Saved entries ▸
▼▼▼

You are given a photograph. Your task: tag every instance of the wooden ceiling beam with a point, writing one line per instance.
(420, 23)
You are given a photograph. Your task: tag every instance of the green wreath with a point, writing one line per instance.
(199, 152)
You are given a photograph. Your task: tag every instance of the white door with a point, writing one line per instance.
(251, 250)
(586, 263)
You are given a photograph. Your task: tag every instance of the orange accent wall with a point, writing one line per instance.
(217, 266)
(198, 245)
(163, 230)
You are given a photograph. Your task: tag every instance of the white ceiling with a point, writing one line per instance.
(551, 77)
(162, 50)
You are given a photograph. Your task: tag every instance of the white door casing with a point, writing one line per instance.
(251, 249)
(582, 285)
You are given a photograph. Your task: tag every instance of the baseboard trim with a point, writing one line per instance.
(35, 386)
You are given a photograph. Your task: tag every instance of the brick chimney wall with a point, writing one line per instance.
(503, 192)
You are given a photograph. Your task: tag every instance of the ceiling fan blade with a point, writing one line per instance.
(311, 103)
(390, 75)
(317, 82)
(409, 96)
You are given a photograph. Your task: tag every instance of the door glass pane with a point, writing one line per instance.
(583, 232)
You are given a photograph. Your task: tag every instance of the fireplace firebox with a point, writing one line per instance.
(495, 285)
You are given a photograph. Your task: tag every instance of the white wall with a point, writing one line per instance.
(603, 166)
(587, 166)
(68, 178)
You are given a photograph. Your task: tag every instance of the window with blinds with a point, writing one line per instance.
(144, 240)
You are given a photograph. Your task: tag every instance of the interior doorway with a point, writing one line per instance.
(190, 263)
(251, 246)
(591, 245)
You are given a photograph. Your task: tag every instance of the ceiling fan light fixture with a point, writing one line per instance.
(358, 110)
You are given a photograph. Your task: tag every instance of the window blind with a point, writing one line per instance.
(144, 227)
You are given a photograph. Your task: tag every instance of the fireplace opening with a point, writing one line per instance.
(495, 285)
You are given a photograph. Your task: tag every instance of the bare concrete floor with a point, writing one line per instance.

▲▲▲

Aim of the exercise ▸ The data above should be reproduced in full, word for word.

Exercise result ▸
You are given a photograph. Your task: tag every instance of the wooden ceiling beam with a point, writing one line per instance.
(420, 23)
You are given a photograph. Your task: tag every instance of the green wreath with a point, writing one line per instance.
(199, 152)
You are given a photograph. Your task: tag every instance of the white door with a point, writing one line per instance.
(251, 250)
(586, 263)
You are given a photograph. Your task: tag every instance of the orange accent wall with a point, writing one line per instance.
(217, 266)
(198, 245)
(163, 230)
You are given a photograph. Your task: tag every instance of the white ceiling with a point, writing one line per instance.
(551, 77)
(162, 50)
You are given a photograph. Your task: tag every instance of the white door casing with a point, writing one line per instance.
(251, 249)
(582, 285)
You are given a photograph. Your task: tag every instance of the baseboard trim with a point, writing one line per instance.
(35, 386)
You are given a photograph. Your task: tag every instance of the brick chimney wall with a point, writing one line per instance.
(503, 192)
You are given a photograph. Your task: tag every instance of the ceiling fan blade with a point, writing one line per instance.
(311, 103)
(390, 75)
(317, 82)
(409, 96)
You are given a photograph. Your task: tag every instance of the door glass pane with a point, writing one line per instance.
(583, 232)
You are given a photograph. Your task: tag every instance of the fireplace firebox with a point, writing one line per instance.
(495, 285)
You are given a photograph. Your task: tag every instance of the white wall with a point, writing one line per instance.
(603, 166)
(587, 166)
(68, 178)
You are given a photograph. Your task: tag every instance of the window with blinds with a point, writing one line per instance.
(144, 240)
You are given a photograph. Your task: tag every instance of the interior doorway with a point, writing one line per instance.
(190, 263)
(251, 246)
(591, 245)
You are given a photograph. Your task: tag every instance of the ceiling fan light fixture with a point, writing one line per instance.
(358, 110)
You are given a photograph. Your task: tag every instance of the window blind with a point, writing one line per instance.
(144, 227)
You are given a photograph. Your task: tag every instance of the fireplace opening with a point, writing one line per instance.
(495, 285)
You are given a photograph. Your task: tag every instance of the bare concrete floor with a point, writing one line per instance.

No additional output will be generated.